> [Selected extract]
>>>>>

Eric Wieser (Sep 25 2023 at 23:29):

(force-pushing away my cherry-pick of your change is fine)

Scott Morrison (Sep 25 2023 at 23:30):

No hurry. @Joachim Breitner's lean4#2577 may not happen quickly, in any case.

Eric Wieser (Sep 25 2023 at 23:30):

(relatedly, a review of #7237 would substantially decrease the size of that PR)

Eric Wieser (Sep 25 2023 at 23:31):

I assume you mean lean4#2577?

Joachim Breitner (Sep 26 2023 at 11:23):

I pushed a CPS’sed and thus tail-recursive implementation of Trie.mapArray to #7244… but it still overflows the stack.
It says “interpreter stacktrace” – does the interpreter not perform tail-calls without using stack space?
And is it expected that there is an interpreter involved, shouldn’t this be using compiled code?

Mario Carneiro (Sep 26 2023 at 11:31):

Is there a need for this to be monadic?

Mario Carneiro (Sep 26 2023 at 11:33):

CPS'ing this function doesn't help, you still will get a giant stack when evaluating the closure you have built up

Joachim Breitner (Sep 26 2023 at 11:33):

No, but switching to a pure mapArray didn’t help, Scott tried that already (see https://leanprover.zulipchat.com/#narrow/stream/287929-mathlib4/topic/CI.20failure.20when.20building.20MathlibExtras/near/392674332)

Joachim Breitner (Sep 26 2023 at 11:34):

Hmm, I see. I was expecting that if each closure itself continues in a tail-recursive way, no stack would be used.

Joachim Breitner (Sep 26 2023 at 11:34):

(Of course, the nested closures would be giant on the heap, but that’s heap space then.)

Mario Carneiro (Sep 26 2023 at 11:34):

this is the interpreter stack we're talking about, it's already "on the heap"

Joachim Breitner (Sep 26 2023 at 11:35):

So the interpreter doesn’t do tail-call optimization?

Mario Carneiro (Sep 26 2023 at 11:35):

I ... don't think so?

Mario Carneiro (Sep 26 2023 at 11:36):

the compiler is the one that does TCO

Mario Carneiro (Sep 26 2023 at 11:36):

including the byte code compiler which prepares things for the interpreter

Joachim Breitner (Sep 26 2023 at 11:37):

Ok, then I was too optimistic :-)

Joachim Breitner (Sep 26 2023 at 11:38):

But what about the other question: Why is this interpreted, and not compiled? Should it be that way?

Mario Carneiro (Sep 26 2023 at 11:39):

why would it be compiled? Isn't it just an #eval in MathlibExtras?

Joachim Breitner (Sep 26 2023 at 11:40):

(It seems that In src/library/compiler/ir_interpreter.cpp has support for non-mutual tail-recursion, but no other mentions of tail in that file.)

Joachim Breitner (Sep 26 2023 at 11:43):

I am still ignorant of when things are evaluated/executed how :-).

<<<<<

> [Problem a] According to the forum thread, which part of the system performs tail-call optimization?
These rows are unrelated to the forum thread.

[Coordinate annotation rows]
>>>>>

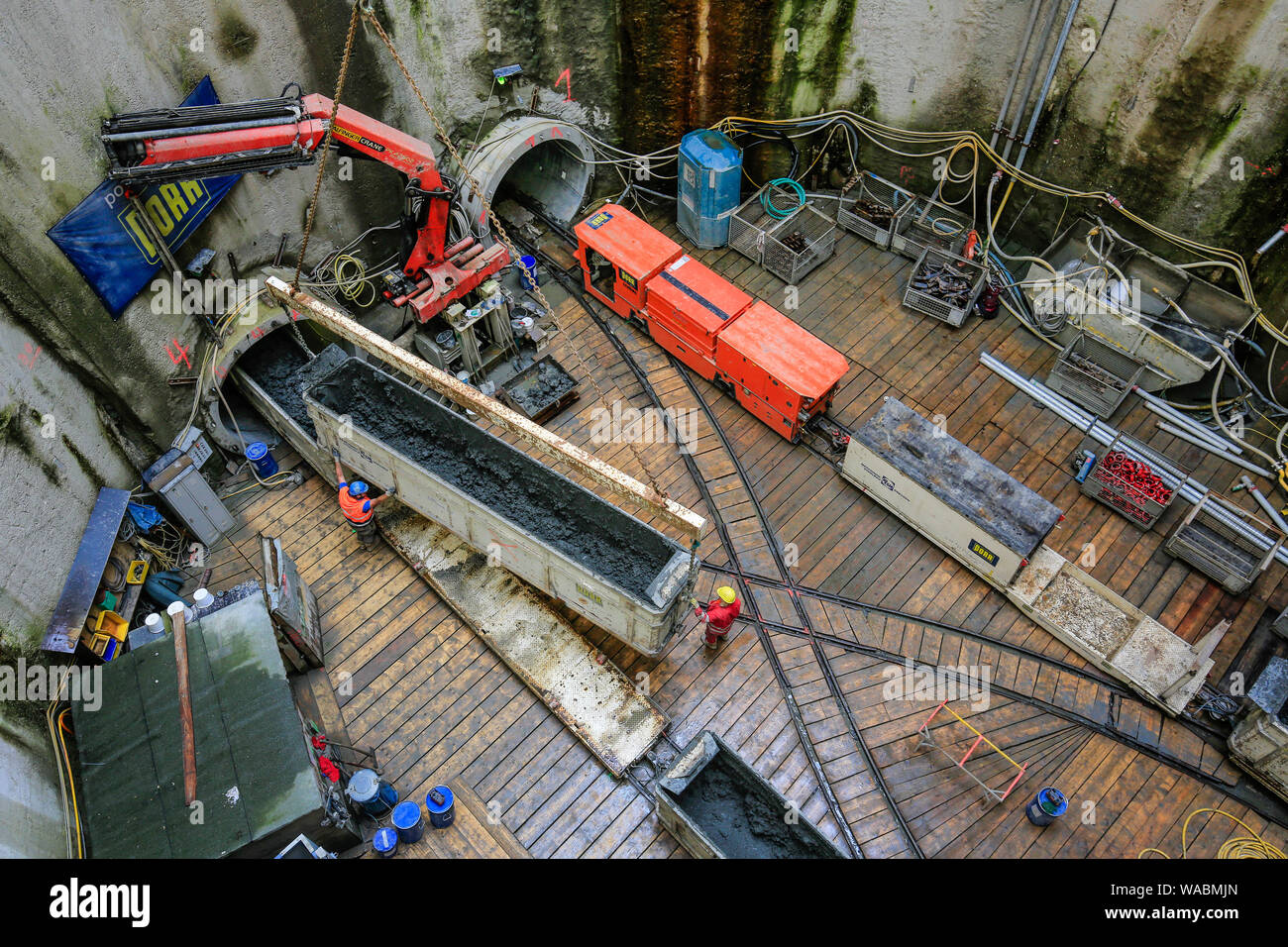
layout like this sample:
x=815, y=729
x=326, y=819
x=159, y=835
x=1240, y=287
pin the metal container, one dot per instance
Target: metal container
x=709, y=183
x=980, y=514
x=1260, y=740
x=719, y=806
x=787, y=248
x=932, y=260
x=638, y=587
x=178, y=480
x=1216, y=551
x=1094, y=373
x=927, y=222
x=876, y=191
x=529, y=392
x=1116, y=488
x=292, y=605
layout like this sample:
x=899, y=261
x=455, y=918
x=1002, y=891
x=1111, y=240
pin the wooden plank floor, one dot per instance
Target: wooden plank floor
x=416, y=684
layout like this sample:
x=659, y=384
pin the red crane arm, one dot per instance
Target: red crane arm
x=202, y=142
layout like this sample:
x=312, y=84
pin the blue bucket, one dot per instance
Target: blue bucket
x=372, y=792
x=408, y=822
x=442, y=810
x=1047, y=805
x=385, y=843
x=528, y=272
x=262, y=459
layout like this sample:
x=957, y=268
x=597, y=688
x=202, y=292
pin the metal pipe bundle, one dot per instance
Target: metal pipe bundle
x=1166, y=411
x=1192, y=491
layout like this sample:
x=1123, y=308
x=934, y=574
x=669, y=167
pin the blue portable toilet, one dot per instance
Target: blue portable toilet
x=709, y=180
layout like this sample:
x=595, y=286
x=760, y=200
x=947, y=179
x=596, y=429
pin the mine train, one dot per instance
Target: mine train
x=777, y=369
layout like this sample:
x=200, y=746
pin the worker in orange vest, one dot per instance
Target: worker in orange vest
x=717, y=615
x=357, y=506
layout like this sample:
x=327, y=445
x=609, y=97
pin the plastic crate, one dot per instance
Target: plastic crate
x=877, y=191
x=925, y=223
x=1219, y=552
x=1094, y=373
x=1117, y=489
x=787, y=248
x=930, y=261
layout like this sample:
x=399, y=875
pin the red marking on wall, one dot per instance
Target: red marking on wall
x=566, y=76
x=29, y=356
x=176, y=352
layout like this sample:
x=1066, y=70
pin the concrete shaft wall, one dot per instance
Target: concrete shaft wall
x=1176, y=89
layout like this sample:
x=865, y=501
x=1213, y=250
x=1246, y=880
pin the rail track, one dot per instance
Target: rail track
x=822, y=442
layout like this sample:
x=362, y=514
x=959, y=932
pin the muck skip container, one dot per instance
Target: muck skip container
x=554, y=534
x=719, y=806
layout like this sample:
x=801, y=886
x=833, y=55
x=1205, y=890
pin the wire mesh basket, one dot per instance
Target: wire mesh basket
x=925, y=223
x=1218, y=551
x=931, y=277
x=867, y=211
x=1134, y=480
x=787, y=248
x=1094, y=373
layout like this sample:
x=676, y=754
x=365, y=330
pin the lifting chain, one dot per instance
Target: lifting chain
x=326, y=151
x=496, y=224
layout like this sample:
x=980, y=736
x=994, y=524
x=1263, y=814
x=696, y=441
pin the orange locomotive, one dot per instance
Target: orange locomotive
x=777, y=369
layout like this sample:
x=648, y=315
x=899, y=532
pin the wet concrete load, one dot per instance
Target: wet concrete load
x=549, y=506
x=282, y=368
x=540, y=390
x=737, y=810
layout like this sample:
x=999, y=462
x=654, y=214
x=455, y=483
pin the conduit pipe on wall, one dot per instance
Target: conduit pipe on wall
x=1046, y=82
x=1016, y=73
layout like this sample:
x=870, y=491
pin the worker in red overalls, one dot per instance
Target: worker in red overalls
x=357, y=506
x=717, y=615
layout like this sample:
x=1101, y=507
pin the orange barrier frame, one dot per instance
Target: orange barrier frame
x=926, y=740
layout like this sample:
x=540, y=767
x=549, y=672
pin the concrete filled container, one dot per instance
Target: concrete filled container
x=622, y=575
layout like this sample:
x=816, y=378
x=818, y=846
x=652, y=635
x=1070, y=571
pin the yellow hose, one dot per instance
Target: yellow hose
x=1240, y=847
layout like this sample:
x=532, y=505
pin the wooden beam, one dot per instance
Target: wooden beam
x=446, y=384
x=185, y=729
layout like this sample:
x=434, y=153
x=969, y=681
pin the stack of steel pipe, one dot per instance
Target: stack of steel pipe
x=1189, y=489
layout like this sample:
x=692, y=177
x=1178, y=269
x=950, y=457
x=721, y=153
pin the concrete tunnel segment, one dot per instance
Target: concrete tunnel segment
x=546, y=159
x=549, y=161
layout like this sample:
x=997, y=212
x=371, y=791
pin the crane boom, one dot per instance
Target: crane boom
x=196, y=142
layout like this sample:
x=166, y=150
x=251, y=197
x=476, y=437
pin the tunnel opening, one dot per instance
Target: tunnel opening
x=540, y=163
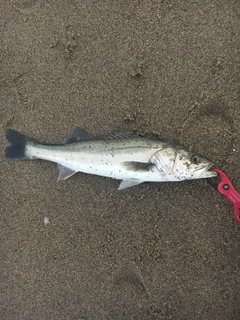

<<<<<

> [Problem b] Add 121 to every x and y value in the answer coordinates of the rows, covering everything from the start of the rows down to the line that contains "x=202, y=142", both ends included. Write out all of those lines again, keeping every other line unchanged and leaving the pictures out.

> [Exercise result a] The compiler does, including the byte code compiler that prepares things for the interpreter.

> [Exercise result b]
layout like this sample:
x=815, y=729
x=326, y=819
x=159, y=835
x=1240, y=287
pin the metal container, one dot per instance
Target: metal container
x=830, y=304
x=1101, y=635
x=1381, y=861
x=840, y=927
x=908, y=369
x=1053, y=381
x=759, y=708
x=299, y=601
x=1337, y=672
x=1215, y=494
x=1048, y=343
x=997, y=312
x=650, y=513
x=1237, y=609
x=413, y=726
layout like this sample:
x=899, y=261
x=455, y=918
x=1002, y=891
x=1111, y=240
pin the wooden plank floor, one dot per instance
Target: wooden plank floor
x=537, y=805
layout like this sample:
x=659, y=384
pin the red crane arm, one dot per instance
Target: red crane arm
x=323, y=263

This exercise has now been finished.